Les tensions sont tellement fortes que la notion d’appartenance devient essentielle ?
J.H. : C’est très compliqué d’en parler en tant qu’apprenti chercheur blanc puisque nous n’avons pas vécu ces traumatismes et nous ne sommes pas issus de ces cultures. J’ai tendance à penser que c’est la moindre des choses que cela vienne des communautés, d’autant que nous sommes dans un contexte de résurgence et de réappropriation de ce qui leur a été enlevé. Il me semble évident que l’ensemble du projet ne pouvait être qu’autochtone ! Cela insuffle des manières de faire et des pratiques qui sont totalement différentes et qui, parfois, n’ont rien à voir avec les approches occidentales. Si la collaboration s’est faite entre un studio autochtone et une communauté autochtone, je vois ça comme un pas non pas vers une authenticité, mais vers une forme inclusive dans la production. Inclusive, et respectueuse ! À l’inverse, s’approprier un mythe autochtone pour en faire un jeu vidéo quand on est un gros studio, ça ne marcherait pas.
Dans le texte original, c’est une figure masculine qui y est représentée. Ce changement de représentation ne me semble pas anodin et peut montrer comment les développeurs se positionnent « en opposition » à une industrie et à des représentations hégémoniques.
P.D. : Oui, tout à fait. Cela va à l’encontre des représentations dominantes hypermasculinisés. Il y a beaucoup de critiques vis-à-vis de la mise en scène des représentations et des rôles attribués aux différents personnages dans les jeux vidéo. L’exemple classique est celui de la demoiselle en détresse avec Peach dans la saga Mario … dans Never Alone, c’est quasiment l’inverse. C’est une petite fille qui, justement, passe une succession d’épreuves et réussit sa quête à l’aide de son renard. Il y a l’idée de sortir de stéréotypes fortement associés à l’industrie et à ses représentations.
Cela rejoint également l’idée d’indépendance. Cette représentation autant que le thème et les mécaniques de jeu font qu’il y a une volonté de présenter une histoire et une culture sans être influencé par certaines normes industrielles. De plus en plus de jeux vidéo mettent en scène des femmes comme protagonistes, mais c’est encore une infime partie de ceux qui se vendent le plus. Eux qui sont, bien souvent, sont des jeux de guerre mettant en avant un certain type du corps masculin.
Néanmoins, les indie games ne sont pas toujours source de représentations positives, nouvelles ou innovantes.

■ Série d'exercices
**1)** Reprenez mot pour mot le passage de l'entretien qui commence à « Dans le texte » et s'arrête à « à ses représentations. ».
**2)** D'après l'entretien, grâce à quel animal la petite fille de Never Alone réussit-elle sa quête ?
Les items placés ensuite forment un matériau à part, distinct de l'entretien.

[Données d'origine]

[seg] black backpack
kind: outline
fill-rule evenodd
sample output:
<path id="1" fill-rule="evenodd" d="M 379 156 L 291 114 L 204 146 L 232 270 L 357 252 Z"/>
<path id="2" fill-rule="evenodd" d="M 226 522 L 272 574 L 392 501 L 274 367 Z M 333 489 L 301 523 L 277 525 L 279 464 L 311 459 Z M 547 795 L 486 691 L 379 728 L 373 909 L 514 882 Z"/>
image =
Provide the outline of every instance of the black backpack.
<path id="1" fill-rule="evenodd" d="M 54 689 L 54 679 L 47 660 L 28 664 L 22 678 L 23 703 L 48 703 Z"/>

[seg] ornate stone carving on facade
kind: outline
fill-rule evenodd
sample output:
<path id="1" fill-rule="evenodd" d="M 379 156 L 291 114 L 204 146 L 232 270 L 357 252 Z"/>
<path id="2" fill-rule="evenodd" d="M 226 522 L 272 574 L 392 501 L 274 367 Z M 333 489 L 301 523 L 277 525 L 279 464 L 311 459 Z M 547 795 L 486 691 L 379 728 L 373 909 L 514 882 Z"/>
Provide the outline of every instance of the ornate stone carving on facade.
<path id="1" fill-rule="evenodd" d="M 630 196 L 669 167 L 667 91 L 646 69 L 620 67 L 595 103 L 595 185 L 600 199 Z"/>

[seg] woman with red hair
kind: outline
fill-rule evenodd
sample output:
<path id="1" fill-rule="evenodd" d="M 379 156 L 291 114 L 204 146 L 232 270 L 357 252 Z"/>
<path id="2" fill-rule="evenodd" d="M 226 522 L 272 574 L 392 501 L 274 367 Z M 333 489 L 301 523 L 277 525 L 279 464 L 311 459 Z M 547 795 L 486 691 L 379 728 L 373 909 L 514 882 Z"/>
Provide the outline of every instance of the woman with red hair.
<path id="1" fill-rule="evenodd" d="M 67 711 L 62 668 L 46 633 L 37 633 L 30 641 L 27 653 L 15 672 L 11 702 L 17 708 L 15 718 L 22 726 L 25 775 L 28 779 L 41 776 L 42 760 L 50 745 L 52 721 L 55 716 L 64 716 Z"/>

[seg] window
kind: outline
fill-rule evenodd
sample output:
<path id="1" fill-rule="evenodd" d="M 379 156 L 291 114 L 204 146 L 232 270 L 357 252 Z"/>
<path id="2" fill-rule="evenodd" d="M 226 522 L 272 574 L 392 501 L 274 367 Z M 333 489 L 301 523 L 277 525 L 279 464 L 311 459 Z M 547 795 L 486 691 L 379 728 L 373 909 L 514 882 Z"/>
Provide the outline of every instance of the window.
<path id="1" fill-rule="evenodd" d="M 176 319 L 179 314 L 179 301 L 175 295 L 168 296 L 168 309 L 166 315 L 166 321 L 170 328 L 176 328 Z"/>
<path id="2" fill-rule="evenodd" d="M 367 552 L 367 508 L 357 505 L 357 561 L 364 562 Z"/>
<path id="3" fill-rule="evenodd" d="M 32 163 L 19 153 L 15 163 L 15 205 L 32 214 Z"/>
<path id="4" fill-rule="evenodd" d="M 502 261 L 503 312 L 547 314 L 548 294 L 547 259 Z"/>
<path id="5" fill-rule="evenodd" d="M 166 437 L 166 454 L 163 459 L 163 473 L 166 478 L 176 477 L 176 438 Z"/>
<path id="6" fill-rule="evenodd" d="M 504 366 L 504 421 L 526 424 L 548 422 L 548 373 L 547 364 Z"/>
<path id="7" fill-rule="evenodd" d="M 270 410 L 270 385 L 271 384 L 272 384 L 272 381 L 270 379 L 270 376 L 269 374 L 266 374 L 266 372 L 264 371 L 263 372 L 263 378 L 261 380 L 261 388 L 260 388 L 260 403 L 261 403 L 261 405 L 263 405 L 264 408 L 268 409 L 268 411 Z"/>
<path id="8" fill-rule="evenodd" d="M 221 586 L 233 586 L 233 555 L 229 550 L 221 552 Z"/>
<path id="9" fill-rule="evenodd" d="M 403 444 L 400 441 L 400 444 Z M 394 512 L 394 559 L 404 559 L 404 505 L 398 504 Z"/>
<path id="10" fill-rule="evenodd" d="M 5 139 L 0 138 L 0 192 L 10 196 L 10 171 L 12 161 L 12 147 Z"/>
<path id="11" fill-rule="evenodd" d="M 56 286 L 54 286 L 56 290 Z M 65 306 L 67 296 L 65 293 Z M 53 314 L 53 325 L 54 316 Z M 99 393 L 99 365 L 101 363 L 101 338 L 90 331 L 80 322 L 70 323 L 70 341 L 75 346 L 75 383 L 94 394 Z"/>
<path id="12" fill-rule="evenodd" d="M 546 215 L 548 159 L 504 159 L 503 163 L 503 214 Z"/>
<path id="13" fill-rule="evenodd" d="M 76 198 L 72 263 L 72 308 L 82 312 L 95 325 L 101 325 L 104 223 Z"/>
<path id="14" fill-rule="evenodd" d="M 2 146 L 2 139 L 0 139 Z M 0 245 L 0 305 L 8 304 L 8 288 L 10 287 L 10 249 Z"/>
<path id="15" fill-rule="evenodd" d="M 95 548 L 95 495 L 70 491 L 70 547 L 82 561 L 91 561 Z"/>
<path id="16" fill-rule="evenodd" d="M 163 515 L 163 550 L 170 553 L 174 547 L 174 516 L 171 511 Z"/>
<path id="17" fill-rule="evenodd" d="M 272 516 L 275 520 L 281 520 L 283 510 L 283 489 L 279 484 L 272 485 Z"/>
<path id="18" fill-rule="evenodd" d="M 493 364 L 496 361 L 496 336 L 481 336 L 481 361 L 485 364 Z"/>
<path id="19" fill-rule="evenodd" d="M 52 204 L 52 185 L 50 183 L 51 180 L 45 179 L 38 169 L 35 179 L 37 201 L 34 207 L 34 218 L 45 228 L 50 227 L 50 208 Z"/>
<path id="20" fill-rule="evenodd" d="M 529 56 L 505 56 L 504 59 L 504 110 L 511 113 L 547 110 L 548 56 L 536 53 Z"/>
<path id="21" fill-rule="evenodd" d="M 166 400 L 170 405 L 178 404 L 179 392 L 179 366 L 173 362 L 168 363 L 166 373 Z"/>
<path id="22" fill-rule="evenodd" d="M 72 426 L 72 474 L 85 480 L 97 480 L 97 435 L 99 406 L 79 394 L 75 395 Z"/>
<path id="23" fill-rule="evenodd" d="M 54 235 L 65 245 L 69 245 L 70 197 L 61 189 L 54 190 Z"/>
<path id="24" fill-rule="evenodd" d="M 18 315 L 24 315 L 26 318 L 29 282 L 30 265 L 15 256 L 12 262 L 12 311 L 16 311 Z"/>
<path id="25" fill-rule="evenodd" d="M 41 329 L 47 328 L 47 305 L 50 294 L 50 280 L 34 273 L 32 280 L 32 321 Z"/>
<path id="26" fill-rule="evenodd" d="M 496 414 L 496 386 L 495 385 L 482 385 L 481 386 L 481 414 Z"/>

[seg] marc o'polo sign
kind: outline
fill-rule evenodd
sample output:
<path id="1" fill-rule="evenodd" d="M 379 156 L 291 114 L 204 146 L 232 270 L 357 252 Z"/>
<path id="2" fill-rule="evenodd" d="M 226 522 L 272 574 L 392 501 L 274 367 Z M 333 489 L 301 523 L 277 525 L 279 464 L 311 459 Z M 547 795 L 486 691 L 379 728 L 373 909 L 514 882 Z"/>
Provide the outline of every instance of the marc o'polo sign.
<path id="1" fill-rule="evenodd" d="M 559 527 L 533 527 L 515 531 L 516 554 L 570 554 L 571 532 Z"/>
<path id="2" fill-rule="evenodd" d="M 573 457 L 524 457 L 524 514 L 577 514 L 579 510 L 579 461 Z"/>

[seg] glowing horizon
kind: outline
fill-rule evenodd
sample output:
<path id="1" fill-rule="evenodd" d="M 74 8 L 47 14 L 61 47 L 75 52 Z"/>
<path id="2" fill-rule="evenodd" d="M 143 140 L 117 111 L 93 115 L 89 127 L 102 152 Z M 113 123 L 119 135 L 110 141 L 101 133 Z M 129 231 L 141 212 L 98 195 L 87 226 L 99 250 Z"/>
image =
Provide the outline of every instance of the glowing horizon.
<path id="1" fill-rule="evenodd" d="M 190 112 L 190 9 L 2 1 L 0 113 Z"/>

■ Corrigé point par point
**1)**
Dans le texte original, c’est une figure masculine qui y est représentée. Ce changement de représentation ne me semble pas anodin et peut montrer comment les développeurs se positionnent « en opposition » à une industrie et à des représentations hégémoniques.
P.D. : Oui, tout à fait. Cela va à l’encontre des représentations dominantes hypermasculinisés. Il y a beaucoup de critiques vis-à-vis de la mise en scène des représentations et des rôles attribués aux différents personnages dans les jeux vidéo. L’exemple classique est celui de la demoiselle en détresse avec Peach dans la saga Mario … dans Never Alone, c’est quasiment l’inverse. C’est une petite fille qui, justement, passe une succession d’épreuves et réussit sa quête à l’aide de son renard. Il y a l’idée de sortir de stéréotypes fortement associés à l’industrie et à ses représentations.

**2)** Grâce à son renard.